- Exercise details -
Extract exactly the range of lines bounded by the line containing "Note to the class: identify the black horse's nostril" and the final line of the listing, both ends included, and no other lines.

--------

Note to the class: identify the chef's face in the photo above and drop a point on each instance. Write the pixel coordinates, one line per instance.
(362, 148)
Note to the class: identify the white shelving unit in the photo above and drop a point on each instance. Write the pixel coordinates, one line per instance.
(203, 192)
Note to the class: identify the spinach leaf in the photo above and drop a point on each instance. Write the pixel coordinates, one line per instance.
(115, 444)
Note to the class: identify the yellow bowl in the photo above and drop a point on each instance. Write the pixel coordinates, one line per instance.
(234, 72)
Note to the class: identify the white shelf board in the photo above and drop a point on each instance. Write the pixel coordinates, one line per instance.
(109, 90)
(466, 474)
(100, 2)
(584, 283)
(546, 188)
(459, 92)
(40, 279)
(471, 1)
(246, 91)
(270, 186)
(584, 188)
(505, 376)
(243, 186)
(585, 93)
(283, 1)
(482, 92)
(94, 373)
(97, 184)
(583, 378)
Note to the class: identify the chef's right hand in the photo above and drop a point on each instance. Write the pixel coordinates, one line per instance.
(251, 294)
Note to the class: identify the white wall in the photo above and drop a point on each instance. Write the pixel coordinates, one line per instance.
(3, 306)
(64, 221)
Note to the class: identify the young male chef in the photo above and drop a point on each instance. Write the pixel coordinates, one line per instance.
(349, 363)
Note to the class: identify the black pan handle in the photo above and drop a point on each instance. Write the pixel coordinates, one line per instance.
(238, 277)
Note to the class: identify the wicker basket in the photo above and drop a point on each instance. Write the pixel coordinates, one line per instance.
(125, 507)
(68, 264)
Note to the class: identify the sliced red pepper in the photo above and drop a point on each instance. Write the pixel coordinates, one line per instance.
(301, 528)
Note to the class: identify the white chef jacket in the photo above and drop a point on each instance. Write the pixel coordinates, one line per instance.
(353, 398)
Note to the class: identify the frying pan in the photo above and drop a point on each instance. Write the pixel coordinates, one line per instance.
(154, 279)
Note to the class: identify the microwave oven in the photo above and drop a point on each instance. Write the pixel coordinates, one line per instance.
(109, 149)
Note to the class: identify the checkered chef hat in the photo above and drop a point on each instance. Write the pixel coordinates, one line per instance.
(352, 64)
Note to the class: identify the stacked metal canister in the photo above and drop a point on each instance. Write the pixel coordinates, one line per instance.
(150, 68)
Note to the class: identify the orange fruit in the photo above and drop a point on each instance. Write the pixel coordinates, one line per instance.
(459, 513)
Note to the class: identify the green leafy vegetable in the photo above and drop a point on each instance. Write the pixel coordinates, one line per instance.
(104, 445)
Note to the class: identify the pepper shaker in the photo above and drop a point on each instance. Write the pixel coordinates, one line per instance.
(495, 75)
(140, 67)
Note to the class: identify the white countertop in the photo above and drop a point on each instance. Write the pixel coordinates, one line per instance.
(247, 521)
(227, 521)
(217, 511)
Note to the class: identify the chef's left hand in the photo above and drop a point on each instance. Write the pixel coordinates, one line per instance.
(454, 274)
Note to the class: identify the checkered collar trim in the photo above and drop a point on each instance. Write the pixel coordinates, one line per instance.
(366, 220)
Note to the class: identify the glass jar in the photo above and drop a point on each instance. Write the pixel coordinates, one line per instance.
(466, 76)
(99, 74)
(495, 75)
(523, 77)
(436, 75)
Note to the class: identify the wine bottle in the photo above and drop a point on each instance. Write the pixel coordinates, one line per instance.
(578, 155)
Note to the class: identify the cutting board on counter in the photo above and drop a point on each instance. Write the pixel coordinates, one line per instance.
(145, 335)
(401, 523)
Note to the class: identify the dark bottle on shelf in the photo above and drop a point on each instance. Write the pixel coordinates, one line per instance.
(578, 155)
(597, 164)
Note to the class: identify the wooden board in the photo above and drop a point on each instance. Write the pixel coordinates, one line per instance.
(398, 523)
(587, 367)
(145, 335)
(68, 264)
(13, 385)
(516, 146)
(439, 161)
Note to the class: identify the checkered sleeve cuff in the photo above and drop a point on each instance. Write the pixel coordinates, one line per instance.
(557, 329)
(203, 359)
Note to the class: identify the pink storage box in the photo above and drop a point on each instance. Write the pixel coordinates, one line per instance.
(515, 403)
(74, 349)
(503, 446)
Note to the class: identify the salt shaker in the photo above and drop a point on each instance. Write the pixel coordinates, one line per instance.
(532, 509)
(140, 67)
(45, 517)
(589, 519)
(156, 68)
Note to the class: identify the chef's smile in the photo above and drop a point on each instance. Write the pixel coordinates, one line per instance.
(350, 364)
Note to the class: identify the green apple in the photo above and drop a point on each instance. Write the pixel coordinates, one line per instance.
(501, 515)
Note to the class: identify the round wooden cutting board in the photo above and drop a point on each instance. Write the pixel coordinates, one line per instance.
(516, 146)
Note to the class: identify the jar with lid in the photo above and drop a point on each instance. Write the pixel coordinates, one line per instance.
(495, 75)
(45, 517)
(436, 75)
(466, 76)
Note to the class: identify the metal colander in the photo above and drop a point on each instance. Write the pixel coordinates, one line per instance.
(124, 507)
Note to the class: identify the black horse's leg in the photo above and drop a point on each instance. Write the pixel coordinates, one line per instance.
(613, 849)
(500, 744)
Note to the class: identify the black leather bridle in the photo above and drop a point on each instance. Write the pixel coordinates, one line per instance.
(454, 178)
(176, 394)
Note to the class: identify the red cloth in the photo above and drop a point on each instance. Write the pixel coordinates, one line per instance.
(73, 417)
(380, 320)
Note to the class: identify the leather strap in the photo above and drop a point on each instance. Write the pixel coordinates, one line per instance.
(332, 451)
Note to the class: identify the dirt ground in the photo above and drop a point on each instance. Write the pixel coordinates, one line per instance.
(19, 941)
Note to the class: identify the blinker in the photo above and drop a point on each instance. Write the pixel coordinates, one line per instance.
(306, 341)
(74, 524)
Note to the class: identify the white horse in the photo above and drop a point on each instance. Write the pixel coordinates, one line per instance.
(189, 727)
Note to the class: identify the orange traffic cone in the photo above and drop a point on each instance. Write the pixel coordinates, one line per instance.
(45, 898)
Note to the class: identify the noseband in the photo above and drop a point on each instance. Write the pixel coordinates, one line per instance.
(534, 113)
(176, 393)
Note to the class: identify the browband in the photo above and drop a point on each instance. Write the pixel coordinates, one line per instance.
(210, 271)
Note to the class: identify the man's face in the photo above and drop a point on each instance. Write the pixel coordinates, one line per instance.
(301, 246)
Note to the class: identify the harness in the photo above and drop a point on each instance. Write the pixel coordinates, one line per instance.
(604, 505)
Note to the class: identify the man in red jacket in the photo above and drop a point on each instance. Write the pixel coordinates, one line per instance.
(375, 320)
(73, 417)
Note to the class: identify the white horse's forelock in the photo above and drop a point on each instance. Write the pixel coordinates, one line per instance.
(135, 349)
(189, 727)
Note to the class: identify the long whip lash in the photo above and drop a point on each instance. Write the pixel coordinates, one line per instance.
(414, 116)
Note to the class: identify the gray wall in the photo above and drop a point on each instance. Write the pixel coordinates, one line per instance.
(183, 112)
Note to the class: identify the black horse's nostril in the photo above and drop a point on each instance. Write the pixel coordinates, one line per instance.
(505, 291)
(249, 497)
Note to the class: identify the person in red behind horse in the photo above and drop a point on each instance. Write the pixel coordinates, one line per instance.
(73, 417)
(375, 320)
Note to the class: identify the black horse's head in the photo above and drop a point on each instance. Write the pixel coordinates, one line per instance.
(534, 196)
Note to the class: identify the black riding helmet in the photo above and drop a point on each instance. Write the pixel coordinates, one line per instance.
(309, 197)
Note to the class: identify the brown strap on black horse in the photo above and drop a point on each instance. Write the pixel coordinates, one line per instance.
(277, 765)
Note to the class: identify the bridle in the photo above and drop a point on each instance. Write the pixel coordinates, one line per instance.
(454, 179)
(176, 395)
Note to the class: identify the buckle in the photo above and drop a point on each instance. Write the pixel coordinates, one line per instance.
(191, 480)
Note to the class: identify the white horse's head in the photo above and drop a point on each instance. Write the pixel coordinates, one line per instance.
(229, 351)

--------

- Written solution -
Note to the class: identify the black horse's nostril in the photo above and drop a point on each instance. Write the pixel coordinates, one line per instance.
(505, 291)
(249, 497)
Note to the class: identify the person in red behind horse in the photo above and drop a point on each instance. Write the pixel coordinates, one line per instance.
(73, 417)
(375, 320)
Note to the class: identify the black horse's head in the photo above and drop a point on each instance. Write the pixel coordinates, one line per instance.
(534, 196)
Note to the class: identify the black riding helmet in the photo above and drop a point on each instance. Write the pixel coordinates, one line per instance.
(309, 197)
Note to the class: identify the brown strap on black horse in the photo above and drop a point on each instance. Write the pixel coordinates, one line per instance.
(277, 765)
Note to the class: identify the bridle in the photo above and drop a point on each instance. Write the pixel coordinates, one line per instance.
(454, 179)
(176, 395)
Note to the class: identify the buckle in the photo above and drop a point on each instance. Write the pixel coordinates, one line per instance.
(191, 480)
Note to the class: identify the white horse's head in the photo above and drop a point on each instance. Write the pixel coordinates, one line per instance.
(229, 351)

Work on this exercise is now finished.